** Opening Supplied records block **

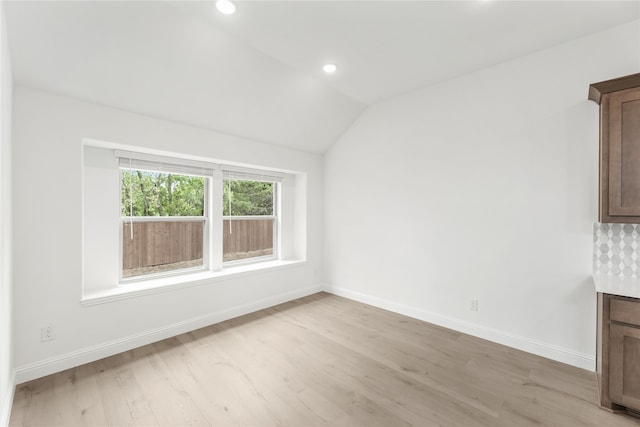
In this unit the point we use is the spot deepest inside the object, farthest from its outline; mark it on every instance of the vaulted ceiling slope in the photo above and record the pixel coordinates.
(258, 73)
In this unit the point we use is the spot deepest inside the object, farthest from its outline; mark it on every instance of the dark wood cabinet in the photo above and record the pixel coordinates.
(619, 101)
(619, 352)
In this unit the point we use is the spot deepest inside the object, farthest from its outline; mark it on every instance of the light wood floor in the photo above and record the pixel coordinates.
(320, 360)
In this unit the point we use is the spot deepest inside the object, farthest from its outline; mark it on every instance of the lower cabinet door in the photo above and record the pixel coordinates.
(624, 366)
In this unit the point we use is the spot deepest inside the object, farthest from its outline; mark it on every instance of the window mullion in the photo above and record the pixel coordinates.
(215, 227)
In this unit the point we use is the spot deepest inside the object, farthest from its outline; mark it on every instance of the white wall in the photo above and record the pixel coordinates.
(6, 343)
(483, 187)
(48, 131)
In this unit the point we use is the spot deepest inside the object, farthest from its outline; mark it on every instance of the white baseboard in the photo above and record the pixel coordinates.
(79, 357)
(550, 351)
(7, 403)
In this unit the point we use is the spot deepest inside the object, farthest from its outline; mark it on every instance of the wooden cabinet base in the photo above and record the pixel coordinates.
(618, 352)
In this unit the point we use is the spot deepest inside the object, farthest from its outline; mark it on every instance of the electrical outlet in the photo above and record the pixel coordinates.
(47, 333)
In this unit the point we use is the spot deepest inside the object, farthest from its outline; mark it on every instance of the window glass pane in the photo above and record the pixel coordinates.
(247, 238)
(161, 246)
(161, 194)
(248, 197)
(158, 246)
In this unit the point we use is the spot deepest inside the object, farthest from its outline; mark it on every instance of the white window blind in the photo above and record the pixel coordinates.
(248, 175)
(150, 162)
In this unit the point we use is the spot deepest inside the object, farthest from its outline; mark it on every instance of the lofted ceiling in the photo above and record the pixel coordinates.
(257, 73)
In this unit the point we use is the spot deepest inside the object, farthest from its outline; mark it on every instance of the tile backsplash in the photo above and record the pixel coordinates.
(615, 250)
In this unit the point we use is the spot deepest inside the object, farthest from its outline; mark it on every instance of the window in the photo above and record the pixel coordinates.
(250, 221)
(178, 217)
(157, 221)
(164, 220)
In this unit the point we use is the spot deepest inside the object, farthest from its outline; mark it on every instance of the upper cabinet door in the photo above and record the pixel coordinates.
(624, 154)
(619, 101)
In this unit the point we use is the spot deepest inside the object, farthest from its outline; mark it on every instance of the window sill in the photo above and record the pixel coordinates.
(165, 284)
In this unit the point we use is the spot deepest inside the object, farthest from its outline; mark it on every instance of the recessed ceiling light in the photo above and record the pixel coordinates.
(226, 7)
(330, 68)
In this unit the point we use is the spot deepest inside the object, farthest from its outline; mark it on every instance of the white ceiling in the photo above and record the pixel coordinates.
(258, 73)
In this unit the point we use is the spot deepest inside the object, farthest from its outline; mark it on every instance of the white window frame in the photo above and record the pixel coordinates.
(213, 217)
(275, 217)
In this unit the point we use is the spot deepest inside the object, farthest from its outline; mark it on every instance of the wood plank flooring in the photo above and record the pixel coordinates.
(320, 360)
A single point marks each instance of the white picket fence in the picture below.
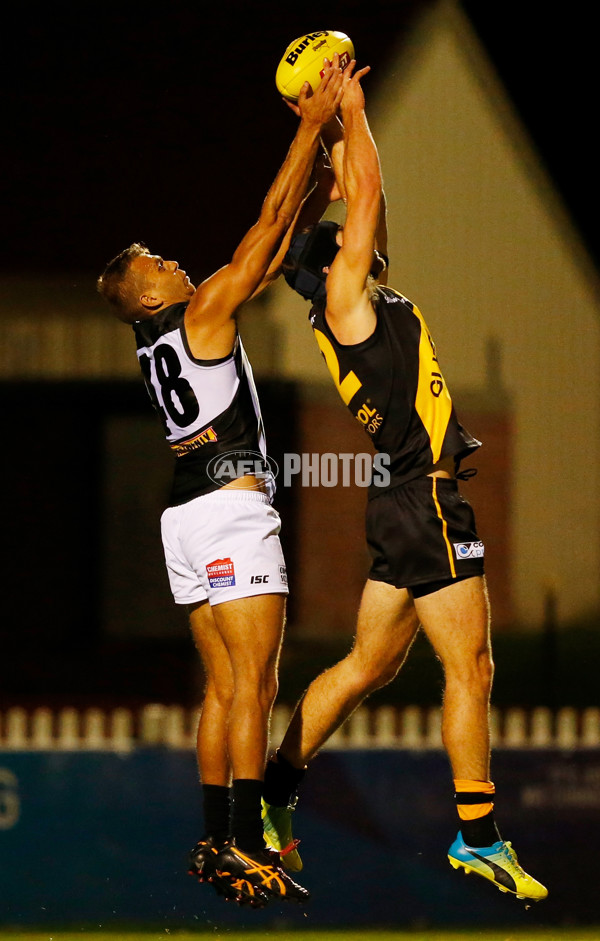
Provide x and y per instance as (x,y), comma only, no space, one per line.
(387,727)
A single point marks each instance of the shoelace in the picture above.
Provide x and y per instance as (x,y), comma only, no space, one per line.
(513,863)
(267,873)
(289,848)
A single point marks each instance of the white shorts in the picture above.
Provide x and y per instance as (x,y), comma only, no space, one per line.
(223,546)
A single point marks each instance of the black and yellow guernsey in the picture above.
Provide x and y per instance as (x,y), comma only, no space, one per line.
(394,387)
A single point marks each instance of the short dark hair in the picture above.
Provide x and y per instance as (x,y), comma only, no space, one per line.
(118,287)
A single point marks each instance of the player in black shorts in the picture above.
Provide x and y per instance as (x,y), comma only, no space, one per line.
(427,558)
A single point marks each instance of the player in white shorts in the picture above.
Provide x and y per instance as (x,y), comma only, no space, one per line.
(220,531)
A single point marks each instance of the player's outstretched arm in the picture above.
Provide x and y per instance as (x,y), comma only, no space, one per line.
(349,310)
(209,318)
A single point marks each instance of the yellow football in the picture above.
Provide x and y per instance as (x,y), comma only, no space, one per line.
(302,61)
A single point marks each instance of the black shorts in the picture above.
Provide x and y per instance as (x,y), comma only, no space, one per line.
(422,536)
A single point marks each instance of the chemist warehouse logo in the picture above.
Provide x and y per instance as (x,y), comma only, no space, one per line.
(469,550)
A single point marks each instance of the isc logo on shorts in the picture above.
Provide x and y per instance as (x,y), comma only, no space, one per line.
(221,573)
(469,550)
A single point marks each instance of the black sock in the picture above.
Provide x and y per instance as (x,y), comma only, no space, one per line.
(246,822)
(281,781)
(217,809)
(480,832)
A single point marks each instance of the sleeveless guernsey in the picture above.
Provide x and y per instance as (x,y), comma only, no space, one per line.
(393,385)
(208,408)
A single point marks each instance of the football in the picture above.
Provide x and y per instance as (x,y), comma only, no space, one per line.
(302,61)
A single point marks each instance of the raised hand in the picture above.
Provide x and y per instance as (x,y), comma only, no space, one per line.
(352,92)
(322,104)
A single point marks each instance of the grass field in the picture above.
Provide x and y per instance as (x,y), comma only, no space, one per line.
(536,934)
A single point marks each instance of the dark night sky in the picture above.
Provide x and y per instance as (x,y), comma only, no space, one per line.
(163,123)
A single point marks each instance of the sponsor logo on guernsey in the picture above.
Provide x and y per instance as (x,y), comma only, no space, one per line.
(221,573)
(184,447)
(469,550)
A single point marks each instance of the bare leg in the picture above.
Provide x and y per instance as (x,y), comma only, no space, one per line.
(457,622)
(252,631)
(211,745)
(387,624)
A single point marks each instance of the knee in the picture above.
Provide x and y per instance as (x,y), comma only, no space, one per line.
(370,675)
(474,670)
(219,692)
(259,682)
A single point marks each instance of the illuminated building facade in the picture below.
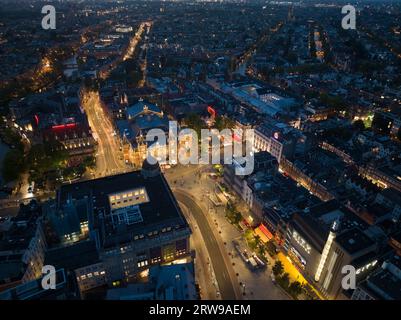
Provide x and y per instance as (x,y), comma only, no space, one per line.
(135,222)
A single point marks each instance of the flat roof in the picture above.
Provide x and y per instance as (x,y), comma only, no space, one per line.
(354,240)
(162,209)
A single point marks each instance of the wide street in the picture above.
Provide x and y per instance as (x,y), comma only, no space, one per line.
(192,186)
(220,268)
(109,158)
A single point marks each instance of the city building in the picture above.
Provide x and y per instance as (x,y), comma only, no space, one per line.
(135,221)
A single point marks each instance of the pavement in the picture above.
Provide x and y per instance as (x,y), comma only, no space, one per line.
(221,269)
(193,181)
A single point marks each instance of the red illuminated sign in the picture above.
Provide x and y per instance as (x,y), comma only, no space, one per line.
(63,126)
(211,111)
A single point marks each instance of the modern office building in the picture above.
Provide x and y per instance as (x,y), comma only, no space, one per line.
(135,221)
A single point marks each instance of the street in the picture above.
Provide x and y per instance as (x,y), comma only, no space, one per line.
(109,159)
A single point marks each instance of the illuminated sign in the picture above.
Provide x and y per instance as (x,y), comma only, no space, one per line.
(62,126)
(301,242)
(366,267)
(211,111)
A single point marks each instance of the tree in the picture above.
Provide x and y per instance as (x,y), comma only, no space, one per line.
(284,280)
(13,165)
(278,268)
(295,289)
(359,125)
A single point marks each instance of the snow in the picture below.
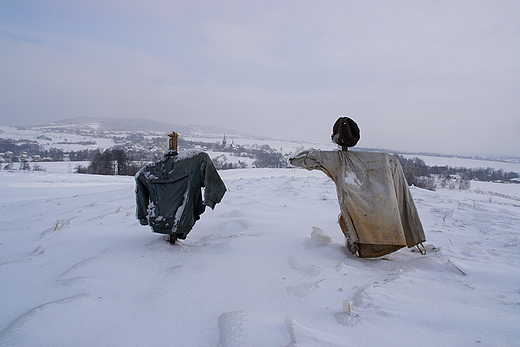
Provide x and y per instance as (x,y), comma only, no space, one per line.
(267,267)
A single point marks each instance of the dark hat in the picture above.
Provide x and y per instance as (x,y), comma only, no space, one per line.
(345,132)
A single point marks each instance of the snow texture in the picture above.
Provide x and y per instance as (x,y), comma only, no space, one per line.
(267,267)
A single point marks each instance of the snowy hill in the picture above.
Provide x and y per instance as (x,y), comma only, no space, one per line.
(77,269)
(107,124)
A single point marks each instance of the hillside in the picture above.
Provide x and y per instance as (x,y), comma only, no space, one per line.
(106,124)
(77,269)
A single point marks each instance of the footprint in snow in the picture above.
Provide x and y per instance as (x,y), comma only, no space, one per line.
(80,265)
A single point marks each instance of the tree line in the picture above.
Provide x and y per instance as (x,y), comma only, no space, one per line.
(419,174)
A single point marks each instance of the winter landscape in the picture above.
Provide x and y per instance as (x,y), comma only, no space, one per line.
(266,267)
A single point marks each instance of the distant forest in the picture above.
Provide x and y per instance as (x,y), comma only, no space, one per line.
(419,174)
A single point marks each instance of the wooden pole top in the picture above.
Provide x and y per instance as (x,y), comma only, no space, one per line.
(173,141)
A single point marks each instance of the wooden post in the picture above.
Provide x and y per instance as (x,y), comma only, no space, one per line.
(173,141)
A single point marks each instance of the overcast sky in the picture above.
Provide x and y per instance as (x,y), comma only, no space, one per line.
(437,75)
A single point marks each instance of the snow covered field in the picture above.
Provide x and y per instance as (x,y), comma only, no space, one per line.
(77,269)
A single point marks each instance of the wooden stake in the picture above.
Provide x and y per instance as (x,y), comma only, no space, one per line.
(173,141)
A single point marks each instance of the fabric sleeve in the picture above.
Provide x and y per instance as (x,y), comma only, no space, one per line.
(214,186)
(142,200)
(412,226)
(309,159)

** Closing Supplied records block **

**What to do**
For every line of the records that has the word "field" in it, make a copy.

**Exercise solution**
A single point marks each instance of the grass field in the picture above.
A single point marks each instance of the snow covered field in the picture above.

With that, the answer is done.